### [SUPPLIED INFORMATION]
■ ■ ■ ■ ■ ■ ■

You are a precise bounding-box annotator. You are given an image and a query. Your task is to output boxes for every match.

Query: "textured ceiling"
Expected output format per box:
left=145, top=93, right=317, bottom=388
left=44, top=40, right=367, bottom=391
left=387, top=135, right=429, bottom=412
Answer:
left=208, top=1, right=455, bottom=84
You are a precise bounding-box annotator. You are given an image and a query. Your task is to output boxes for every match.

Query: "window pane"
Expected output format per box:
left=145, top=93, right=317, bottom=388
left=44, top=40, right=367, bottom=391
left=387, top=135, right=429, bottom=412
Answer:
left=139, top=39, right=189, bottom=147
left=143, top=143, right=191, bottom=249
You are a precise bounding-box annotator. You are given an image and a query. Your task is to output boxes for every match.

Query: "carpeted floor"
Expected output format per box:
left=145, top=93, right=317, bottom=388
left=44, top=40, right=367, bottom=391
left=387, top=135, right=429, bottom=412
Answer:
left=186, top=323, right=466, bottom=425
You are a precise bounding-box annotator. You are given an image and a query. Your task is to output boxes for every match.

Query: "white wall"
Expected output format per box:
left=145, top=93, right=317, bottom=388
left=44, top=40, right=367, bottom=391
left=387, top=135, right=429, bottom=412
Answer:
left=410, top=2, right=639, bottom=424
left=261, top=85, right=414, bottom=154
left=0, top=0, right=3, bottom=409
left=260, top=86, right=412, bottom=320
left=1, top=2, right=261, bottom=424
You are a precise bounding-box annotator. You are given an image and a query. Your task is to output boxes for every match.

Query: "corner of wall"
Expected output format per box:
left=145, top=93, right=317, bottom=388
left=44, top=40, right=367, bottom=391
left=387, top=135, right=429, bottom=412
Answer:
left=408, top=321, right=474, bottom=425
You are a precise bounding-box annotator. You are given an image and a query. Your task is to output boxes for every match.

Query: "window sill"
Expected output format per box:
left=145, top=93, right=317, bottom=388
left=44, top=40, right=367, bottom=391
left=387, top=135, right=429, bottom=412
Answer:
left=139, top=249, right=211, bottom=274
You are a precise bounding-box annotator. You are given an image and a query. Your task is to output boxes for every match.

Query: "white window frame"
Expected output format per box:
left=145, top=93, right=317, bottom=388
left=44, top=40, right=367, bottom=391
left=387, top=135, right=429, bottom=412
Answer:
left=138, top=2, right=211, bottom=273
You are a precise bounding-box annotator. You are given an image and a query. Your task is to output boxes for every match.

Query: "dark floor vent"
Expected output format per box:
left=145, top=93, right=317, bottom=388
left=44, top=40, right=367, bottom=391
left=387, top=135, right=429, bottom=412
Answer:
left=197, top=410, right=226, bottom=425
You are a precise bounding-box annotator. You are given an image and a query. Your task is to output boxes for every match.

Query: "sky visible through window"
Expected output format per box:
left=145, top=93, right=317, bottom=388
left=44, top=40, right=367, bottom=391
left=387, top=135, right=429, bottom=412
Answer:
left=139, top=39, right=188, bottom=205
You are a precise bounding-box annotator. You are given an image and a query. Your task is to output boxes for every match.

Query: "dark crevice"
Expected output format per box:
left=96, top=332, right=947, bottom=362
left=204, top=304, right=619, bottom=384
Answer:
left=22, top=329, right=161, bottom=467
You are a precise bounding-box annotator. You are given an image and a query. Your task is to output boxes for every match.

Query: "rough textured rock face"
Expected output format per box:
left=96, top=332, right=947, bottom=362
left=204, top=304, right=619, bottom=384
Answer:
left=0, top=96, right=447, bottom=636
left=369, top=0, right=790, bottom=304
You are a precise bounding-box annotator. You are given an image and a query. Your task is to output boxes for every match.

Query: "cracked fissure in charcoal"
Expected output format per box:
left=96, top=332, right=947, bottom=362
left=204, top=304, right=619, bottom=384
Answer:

■ ■ ■ ■ ■ ■ ■

### [EXERCISE GOAL]
Return all lines of the material above in which the word "dark" occurs.

### [EXERCISE OUTPUT]
Query: "dark floor vent"
Query: "dark crevice"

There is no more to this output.